(SELECTED EXCERPT)

This branch of the NC Aquarium is open during COVID-19 and just unveiled their “Otters on the Edge” exhibit. The approximately 3,000-square-foot space now houses an otter family of four and features streams, waterfalls, a log slide and an enclosed pool. Visitors can watch the charming animals through five viewing windows and there’s a crawl space open for children to explore, perfect for parents wanting to snap a photo. Reservations are required to visit the aquarium due to limited capacity. 

900 Loggerhead Road, Kure Beach; ncaquariums.com/fort-fisher

North Carolina Aquarium at Roanoke Island

The North Carolina Aquarium at Roanoke Island is one of four locations and is one of the Outer Banks’ major attractions. Take a self-guided tour and explore all of the exhibits that the facility has to offer like the largest group of sharks in North Carolina. See ocean wildlife like Loggerhead sea turtles in the Sea Turtle Assistance and Rehabilitation (STAR) Center or pet a stingray and learn about conservation efforts and different marine habitats. The aquarium is currently open, but reservations are required.

(End SELECTED EXCERPT)
(RECORD EXTRACTS)

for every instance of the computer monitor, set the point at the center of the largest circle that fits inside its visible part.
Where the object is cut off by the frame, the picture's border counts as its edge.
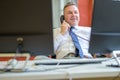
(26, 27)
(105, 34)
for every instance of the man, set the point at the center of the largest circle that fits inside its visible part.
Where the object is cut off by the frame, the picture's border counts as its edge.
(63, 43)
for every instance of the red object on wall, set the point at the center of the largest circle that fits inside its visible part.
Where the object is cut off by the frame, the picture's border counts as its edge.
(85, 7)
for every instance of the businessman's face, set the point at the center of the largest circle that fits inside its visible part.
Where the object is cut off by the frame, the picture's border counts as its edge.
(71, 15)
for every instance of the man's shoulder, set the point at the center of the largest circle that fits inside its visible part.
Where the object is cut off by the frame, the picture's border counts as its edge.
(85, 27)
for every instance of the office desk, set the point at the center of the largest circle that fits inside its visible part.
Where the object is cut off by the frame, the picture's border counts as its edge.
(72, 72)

(End RECORD EXTRACTS)
(RECORD EXTRACTS)

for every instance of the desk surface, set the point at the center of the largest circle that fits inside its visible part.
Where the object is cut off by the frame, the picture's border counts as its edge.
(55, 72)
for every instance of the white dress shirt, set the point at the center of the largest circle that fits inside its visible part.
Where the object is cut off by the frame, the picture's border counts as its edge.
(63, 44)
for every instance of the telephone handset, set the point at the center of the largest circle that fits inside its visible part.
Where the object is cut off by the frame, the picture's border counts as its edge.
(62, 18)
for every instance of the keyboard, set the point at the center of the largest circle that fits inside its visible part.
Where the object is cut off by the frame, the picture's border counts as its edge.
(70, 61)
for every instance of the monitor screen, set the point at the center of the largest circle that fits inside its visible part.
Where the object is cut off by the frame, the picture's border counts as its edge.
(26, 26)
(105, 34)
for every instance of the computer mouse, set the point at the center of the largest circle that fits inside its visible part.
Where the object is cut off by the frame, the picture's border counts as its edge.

(End RECORD EXTRACTS)
(RECORD EXTRACTS)

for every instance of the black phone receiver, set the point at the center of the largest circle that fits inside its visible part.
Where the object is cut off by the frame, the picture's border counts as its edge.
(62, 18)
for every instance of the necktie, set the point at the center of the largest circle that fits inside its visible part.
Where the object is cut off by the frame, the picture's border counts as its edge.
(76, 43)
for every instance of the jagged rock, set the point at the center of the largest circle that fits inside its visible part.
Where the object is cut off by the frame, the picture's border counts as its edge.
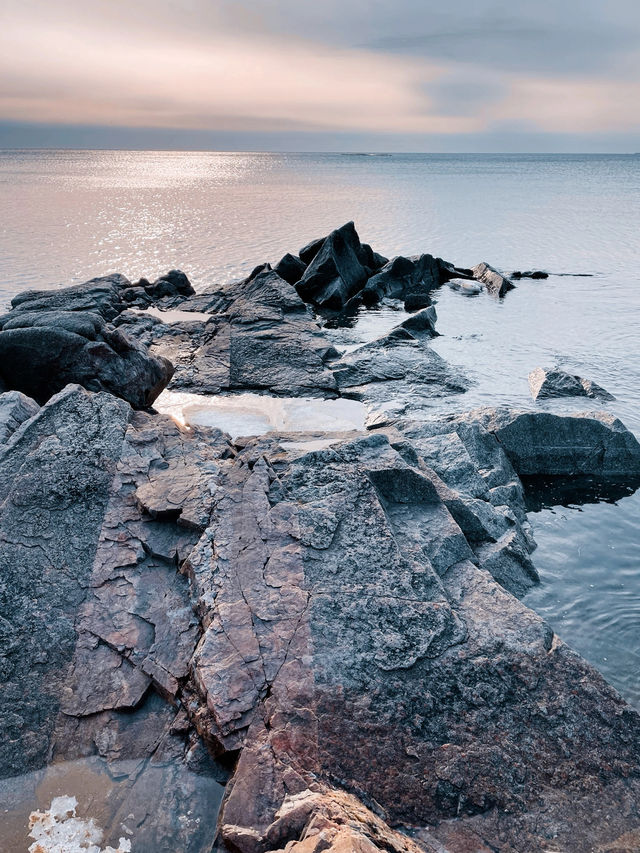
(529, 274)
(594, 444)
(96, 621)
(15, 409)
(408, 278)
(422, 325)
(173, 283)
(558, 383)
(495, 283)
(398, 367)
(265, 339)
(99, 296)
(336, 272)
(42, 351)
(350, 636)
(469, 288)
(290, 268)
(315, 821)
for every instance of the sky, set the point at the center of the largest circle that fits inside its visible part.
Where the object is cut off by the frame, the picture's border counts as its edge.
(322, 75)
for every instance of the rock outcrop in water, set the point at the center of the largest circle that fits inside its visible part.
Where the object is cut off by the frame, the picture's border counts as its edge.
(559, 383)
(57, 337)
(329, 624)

(End RECORD EXTRACTS)

PROBLEM 1:
List the features of the "Otters on the Edge" space given in the text about the North Carolina Aquarium.
PROBLEM 2:
Return the part of the North Carolina Aquarium text from "900 Loggerhead Road, Kure" up to and including "reservations are required.".
PROBLEM 3:
Resume the text about the North Carolina Aquarium locations, starting after its final sentence.

EXPECTED OUTPUT 1:
- streams
- waterfalls
- a log slide
- an enclosed pool

EXPECTED OUTPUT 2:
900 Loggerhead Road, Kure Beach; ncaquariums.com/fort-fisher

North Carolina Aquarium at Roanoke Island

The North Carolina Aquarium at Roanoke Island is one of four locations and is one of the Outer Banks’ major attractions. Take a self-guided tour and explore all of the exhibits that the facility has to offer like the largest group of sharks in North Carolina. See ocean wildlife like Loggerhead sea turtles in the Sea Turtle Assistance and Rehabilitation (STAR) Center or pet a stingray and learn about conservation efforts and different marine habitats. The aquarium is currently open, but reservations are required.

EXPECTED OUTPUT 3:
374 Airport Road, Manteo; ncaquariums.com/pine-knoll-shores

North Carolina Museum of Natural Sciences

While you won’t find quite as many furry friends here, you’ll be sure to find some other incredible animals such as insects, reptiles, amphibians, arachnids. Check out the butterfly room at the North Carolina Museum of Natural Science or visit some of their exhibits where you can find snakes, frogs, and more. Or, take a little trip back in time and learn about dinosaurs and other amazing creatures that once roamed our earth. The museum remains open to visitors during COVID-19.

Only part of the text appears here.